Cronaca

Caso Yara, toga indagata per “depistaggio”. Punto a favore di Bossetti?

La denuncia dei legali di Bossetti porta ad indagare due persone: cosa c’è dietro questa ennesima svolta

yara bossetti

Immaginate per un attimo di essere condannati all’ergastolo per omicidio. E immaginate che lo Stato neghi alla vostra difesa la possibilità di controesaminare la prova regina che vi inchioda. Che cosa fareste? Sarebbe, secondo voi, un fatto degno di uno stato di diritto?

“Frode e depistaggio”. L’accusa agli investigatori

Ora caliamoci nel concreto. È notizia di oggi che la procura di Venezia, nell’ambito di un’inchiesta relativa al celebre caso di Yara Gambirasio, la tredicenne di Brembate di Sopra brutalmente assassinata nel 2010, ha iscritto nel registro degli indagati il presidente della Prima sezione penale del tribunale di Bergamo, Giovanni Petillo, e la funzionaria responsabile dell’Ufficio corpi di reato, Laura Epis. Per entrambi le ipotesi di reato sono “frode in processo e depistaggio”, in base all’articolo 375 del codice penale. Norma che punisce “con la reclusione da tre a otto anni” il pubblico ufficiale che “al fine di impedire, ostacolare o sviare un’indagine o un processo penale” modifica un corpo di reato, e prevede una pena ancor più severa se “il fatto è commesso mediante distruzione, soppressione, occultamento, danneggiamento, in tutto o in parte (…) di un documento o di un oggetto da impiegare come elemento di prova”.

La denuncia dei legali di Bossetti

L’indagine è scaturita dalla denuncia presentata dai legali di Massimo Bossetti che hanno sempre messo in dubbio la validità del test del Dna effettuato sugli slip della ragazzina che ha poi portato all’individuazione del muratore di Mapello e le modalità con cui i reperti sarebbero stati conservati. Per questo a finire sotto indagine sono il presidente della Corte d’assise di Bergamo che si occupò del caso, respingendo come inammissibili le istanze di riesame dei legali di Bossetti e la funzionaria dell’Ufficio corpi di reato.

Nonostante le innumerevoli richieste di riesame dei reperti, infatti, ai consulenti della difesa è sempre stata negata la possibilità di effettuare un test di parte sugli indumenti. Perché? Questa è la domanda che da ormai diversi anni ci si pone e a cui nessuno è ancora in grado di dare una risposta. Quei reperti esistono ancora? Se sì, sono stati conservati nel modo corretto? Su quegli indumenti vi è ancora traccia del Dna di “Ignoto 1” oppure il materiale organico si è esaurito o deteriorato rendendo di fatto impossibile ripetere il test? Al momento non è dato sapere. L’unica certezza è che in carcere c’è un uomo, un padre di famiglia, che da sempre si professa innocente, e che sulla sua colpevolezza è richiesto a tutti un atto di fede nei confronti di chi ha condotto l’indagine.

Dati di ancoraggio testo-regione
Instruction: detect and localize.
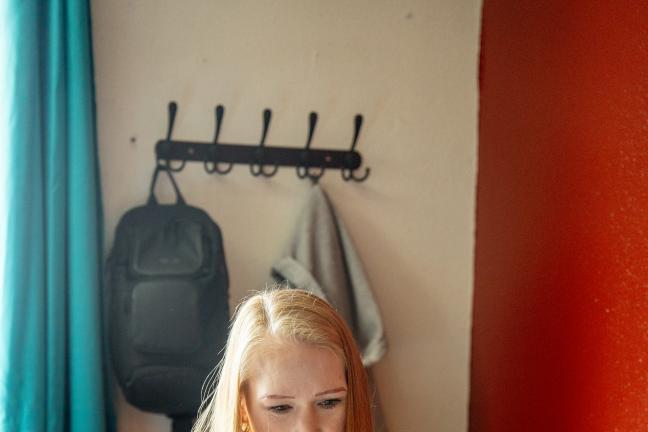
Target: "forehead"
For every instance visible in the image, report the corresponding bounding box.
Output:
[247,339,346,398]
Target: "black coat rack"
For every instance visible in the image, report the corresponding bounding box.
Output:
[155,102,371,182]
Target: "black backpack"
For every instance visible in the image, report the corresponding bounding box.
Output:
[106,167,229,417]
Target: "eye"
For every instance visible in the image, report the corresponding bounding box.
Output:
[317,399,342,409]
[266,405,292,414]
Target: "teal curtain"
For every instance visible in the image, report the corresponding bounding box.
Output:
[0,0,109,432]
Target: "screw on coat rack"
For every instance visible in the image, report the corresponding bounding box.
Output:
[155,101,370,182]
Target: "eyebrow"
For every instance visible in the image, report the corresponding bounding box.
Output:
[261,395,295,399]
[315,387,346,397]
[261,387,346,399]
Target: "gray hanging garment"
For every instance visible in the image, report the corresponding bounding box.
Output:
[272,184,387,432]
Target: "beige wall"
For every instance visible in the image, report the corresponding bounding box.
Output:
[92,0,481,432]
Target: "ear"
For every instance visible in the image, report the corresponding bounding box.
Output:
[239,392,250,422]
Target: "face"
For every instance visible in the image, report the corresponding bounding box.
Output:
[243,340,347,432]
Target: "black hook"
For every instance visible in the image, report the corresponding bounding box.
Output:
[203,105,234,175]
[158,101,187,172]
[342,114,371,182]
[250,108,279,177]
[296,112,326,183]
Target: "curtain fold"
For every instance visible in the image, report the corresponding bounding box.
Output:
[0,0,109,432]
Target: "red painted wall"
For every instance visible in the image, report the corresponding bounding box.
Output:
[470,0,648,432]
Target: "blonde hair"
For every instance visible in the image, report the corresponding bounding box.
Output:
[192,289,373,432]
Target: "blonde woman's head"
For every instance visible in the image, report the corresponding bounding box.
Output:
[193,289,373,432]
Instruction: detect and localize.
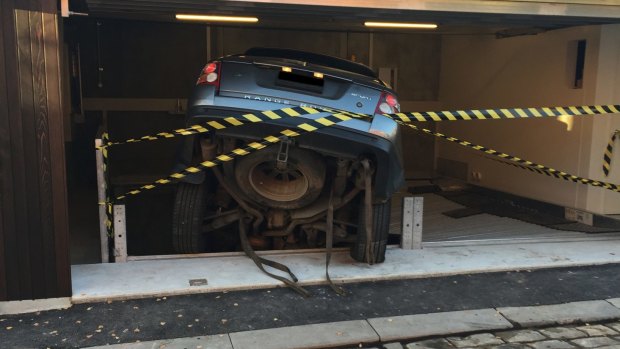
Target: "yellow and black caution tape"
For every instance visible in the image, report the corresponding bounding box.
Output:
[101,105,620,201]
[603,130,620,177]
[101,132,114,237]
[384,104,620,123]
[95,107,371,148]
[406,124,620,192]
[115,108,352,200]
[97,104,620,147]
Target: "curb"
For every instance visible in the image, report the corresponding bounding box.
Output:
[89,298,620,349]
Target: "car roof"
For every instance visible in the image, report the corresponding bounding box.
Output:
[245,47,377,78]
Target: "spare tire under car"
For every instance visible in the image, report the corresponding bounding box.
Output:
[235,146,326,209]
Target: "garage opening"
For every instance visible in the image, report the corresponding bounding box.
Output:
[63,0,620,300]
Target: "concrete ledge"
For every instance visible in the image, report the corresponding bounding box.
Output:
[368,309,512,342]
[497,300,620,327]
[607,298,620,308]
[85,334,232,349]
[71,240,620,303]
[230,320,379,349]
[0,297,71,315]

---

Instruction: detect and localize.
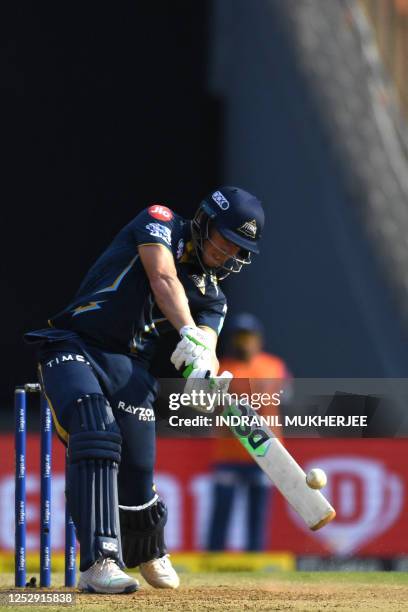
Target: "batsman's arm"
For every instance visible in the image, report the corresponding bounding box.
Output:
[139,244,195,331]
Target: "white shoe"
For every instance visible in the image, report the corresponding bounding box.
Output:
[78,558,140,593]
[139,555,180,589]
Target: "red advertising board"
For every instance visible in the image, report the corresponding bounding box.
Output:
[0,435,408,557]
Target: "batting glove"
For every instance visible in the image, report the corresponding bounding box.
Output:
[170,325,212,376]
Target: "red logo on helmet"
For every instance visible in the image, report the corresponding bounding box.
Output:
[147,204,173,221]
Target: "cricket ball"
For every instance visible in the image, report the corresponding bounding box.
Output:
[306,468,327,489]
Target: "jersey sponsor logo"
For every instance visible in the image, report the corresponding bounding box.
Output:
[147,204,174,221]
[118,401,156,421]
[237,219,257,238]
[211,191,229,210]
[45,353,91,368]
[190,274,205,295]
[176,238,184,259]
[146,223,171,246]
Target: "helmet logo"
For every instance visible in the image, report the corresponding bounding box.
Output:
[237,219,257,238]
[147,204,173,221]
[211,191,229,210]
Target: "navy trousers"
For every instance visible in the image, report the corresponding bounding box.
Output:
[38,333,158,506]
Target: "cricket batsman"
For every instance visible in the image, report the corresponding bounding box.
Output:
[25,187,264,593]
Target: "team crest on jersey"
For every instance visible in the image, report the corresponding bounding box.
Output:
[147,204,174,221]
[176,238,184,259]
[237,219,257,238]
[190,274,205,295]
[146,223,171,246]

▶ [Compito da svolgere]:
Rispondi alle domande seguenti in base all'estratto sul caso Yara.
1. Quale procura ha iscritto nel registro degli indagati il presidente della Prima sezione penale del tribunale di Bergamo?
2. In base a quale articolo del codice penale sono formulate le ipotesi di reato?
3. Come si chiama la funzionaria responsabile dell'Ufficio corpi di reato?

▶ [Risposta]:
1. La procura di Venezia.
2. L'articolo 375.
3. Laura Epis.